[Набор строк]

━━━

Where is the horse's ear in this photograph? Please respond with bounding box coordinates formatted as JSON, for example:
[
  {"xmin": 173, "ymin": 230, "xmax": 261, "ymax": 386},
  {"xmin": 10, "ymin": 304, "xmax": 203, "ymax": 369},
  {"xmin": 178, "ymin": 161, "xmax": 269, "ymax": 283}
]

━━━

- **Задание**:
Запишите все строки выше слово в слово, ничего не меняя.

- **Ответ**:
Where is the horse's ear in this photograph? Please respond with bounding box coordinates formatted as JSON, for example:
[
  {"xmin": 173, "ymin": 230, "xmax": 261, "ymax": 386},
  {"xmin": 10, "ymin": 304, "xmax": 203, "ymax": 369},
  {"xmin": 178, "ymin": 161, "xmax": 269, "ymax": 283}
]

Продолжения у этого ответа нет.